> **Testo fornito**:
───
Il virus che ha travolto l'Italia: "Radiografia di una tempesta", il libro di Andrea Amata

Alberto Fraja

Quel che è accaduto nel mondo negli ultimi tre anni è quanto di più squassante si potesse riversare sul concetto dogmatico di fine della Storia. Un concetto sul quale l’Occidente aveva creduto di adagiarsi comodamente credendo di coltivarvi in eterno l’incontestabile e indiscutibile liturgia dell’ordoliberismo oggi totalmente messo in discussione dal pensiero nazional-patriottico e dai nuovi equilibri geopolitici che vanno configurandosi.

Il globo terraqueo, insomma, dopo la pandemia da Covid e il conflitto russo ucraino nel cuore dell’Europa non è e non sarà più lo stesso. L’invasione russa ha sconvolto le reti dell’energia globale, mutato gli equilibri internazionali di potere e accelerato il declino europeo, accrescendo l’instabilità dell’unipolarismo americano opposto alla Cina. 2019-2022: anni faticosi e rivoluzionari come un secolo come scrive Nicola Porro nella prefazione a “Radiografia di una tempesta” (Giubilei Regnani, 388 pagine, 22 euro) libro nel quale Andrea Amata, editorialista del Tempo, ha raccolto alcuni articoli scritti per il nostro giornale e per il blog dello stesso Porro. Nel volume Amata fotografa i riflessi della crisi internazionale sui fatti di casa nostra dimostrando una non comune lucidità e profondità d’analisi. 

  

L’autore, sfoggiando una prosa gustosa e precisa, ci presenta una raccolta ricchissima di riflessioni che, suddivisi per macro-tematiche, ci accompagna negli anni da poco trascorsi: dalle contraddizioni della politica italiana ed europea, attraverso la pandemia, appunto, fino alla sanguinosa guerra russo-ucraina. Perché è solo prestando estrema attenzione alla storia appena trascorsa che regola anche quella presente, avverte Amata, che si può comprendere che le alternative non mancano, nonostante singole personalità abbiano piegato a loro piacimento e pieghino tuttora gli angoli degli eventi, scatenando conseguenze inaspettate sui popoli. 

“La pandemia, generata dal virus sfuggito al controllo della Cina, ha squassato la società globale, catapultandoci in un periodo di limitazioni delle nostre libertà a cui non eravamo abituati - scrive tra l’altro Amata -. L’impreparazione con cui l’Italia ha affrontato l’emergenza non è addebitabile a chi è stato investito dal furoreggiare epidemico, ma la gestione della crisi sanitaria ed economica ha mostrato le insufficienze della classe politica nell’organizzare l’argine alla diffusione del virus e le difese alla struttura vitale del nostro sistema produttivo”.
───
> **Dati forniti**:

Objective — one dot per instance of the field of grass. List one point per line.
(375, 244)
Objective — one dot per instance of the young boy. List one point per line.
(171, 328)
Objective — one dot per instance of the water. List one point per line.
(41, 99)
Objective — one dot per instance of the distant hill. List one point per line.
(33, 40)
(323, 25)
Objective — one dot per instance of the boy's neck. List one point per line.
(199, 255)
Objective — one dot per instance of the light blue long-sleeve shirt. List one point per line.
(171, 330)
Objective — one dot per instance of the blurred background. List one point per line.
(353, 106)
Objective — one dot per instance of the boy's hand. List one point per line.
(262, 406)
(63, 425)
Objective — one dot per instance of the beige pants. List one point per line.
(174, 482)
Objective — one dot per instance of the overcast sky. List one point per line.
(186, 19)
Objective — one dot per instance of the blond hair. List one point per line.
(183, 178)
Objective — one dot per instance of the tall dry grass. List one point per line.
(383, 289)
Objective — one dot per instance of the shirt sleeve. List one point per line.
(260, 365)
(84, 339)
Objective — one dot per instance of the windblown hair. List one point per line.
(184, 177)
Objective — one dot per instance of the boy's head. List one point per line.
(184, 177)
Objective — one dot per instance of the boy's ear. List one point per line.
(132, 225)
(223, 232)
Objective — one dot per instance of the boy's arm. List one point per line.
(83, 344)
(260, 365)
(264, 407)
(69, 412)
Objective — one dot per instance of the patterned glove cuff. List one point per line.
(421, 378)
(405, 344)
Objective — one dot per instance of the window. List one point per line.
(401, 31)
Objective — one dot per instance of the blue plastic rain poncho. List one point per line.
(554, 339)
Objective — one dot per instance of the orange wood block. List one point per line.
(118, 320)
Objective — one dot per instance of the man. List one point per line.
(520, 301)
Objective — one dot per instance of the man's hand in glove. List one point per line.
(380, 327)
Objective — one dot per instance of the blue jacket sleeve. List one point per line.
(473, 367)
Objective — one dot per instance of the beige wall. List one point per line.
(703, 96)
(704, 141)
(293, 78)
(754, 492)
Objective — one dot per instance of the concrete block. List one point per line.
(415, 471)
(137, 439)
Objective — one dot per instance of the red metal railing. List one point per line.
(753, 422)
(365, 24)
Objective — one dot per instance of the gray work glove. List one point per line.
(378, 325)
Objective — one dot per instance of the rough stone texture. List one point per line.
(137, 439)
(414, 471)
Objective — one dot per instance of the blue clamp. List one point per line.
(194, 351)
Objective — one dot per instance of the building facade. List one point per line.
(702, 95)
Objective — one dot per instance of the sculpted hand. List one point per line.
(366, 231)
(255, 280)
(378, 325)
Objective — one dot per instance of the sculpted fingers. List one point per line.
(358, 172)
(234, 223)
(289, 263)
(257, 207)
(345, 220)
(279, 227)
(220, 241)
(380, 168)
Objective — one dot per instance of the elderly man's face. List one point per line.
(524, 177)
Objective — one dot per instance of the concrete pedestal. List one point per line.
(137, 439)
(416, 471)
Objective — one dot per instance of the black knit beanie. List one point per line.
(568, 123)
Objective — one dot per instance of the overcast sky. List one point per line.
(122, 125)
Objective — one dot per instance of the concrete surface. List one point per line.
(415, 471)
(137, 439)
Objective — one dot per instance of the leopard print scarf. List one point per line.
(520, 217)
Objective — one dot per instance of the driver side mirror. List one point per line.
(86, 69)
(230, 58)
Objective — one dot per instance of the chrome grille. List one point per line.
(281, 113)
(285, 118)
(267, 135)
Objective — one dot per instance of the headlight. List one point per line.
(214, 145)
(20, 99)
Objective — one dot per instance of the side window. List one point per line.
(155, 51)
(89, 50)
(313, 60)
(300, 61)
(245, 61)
───
> **Compiti da svolgere**:
1 – Riscrivi la parte dell'articolo sul libro di Andrea Amata che si apre con le parole contenenti "Il globo terraqueo, insomma, dopo" e si chiude con "e profondità d’analisi.", scambiando "22 euro" con "25 euro".
2 – Rispondi in base all'articolo sul libro di Andrea Amata.
(a) Quante pagine ha "Radiografia di una tempesta"?
(b) Chi firma la prefazione del libro?
(c) Nella citazione di Amata, a quale controllo è sfuggito il virus?

> **Soluzioni dell'esercizio**:
1 –
Il globo terraqueo, insomma, dopo la pandemia da Covid e il conflitto russo ucraino nel cuore dell’Europa non è e non sarà più lo stesso. L’invasione russa ha sconvolto le reti dell’energia globale, mutato gli equilibri internazionali di potere e accelerato il declino europeo, accrescendo l’instabilità dell’unipolarismo americano opposto alla Cina. 2019-2022: anni faticosi e rivoluzionari come un secolo come scrive Nicola Porro nella prefazione a “Radiografia di una tempesta” (Giubilei Regnani, 388 pagine, 25 euro) libro nel quale Andrea Amata, editorialista del Tempo, ha raccolto alcuni articoli scritti per il nostro giornale e per il blog dello stesso Porro. Nel volume Amata fotografa i riflessi della crisi internazionale sui fatti di casa nostra dimostrando una non comune lucidità e profondità d’analisi.

2 –
(a) 388 pagine.
(b) Nicola Porro.
(c) Al controllo della Cina.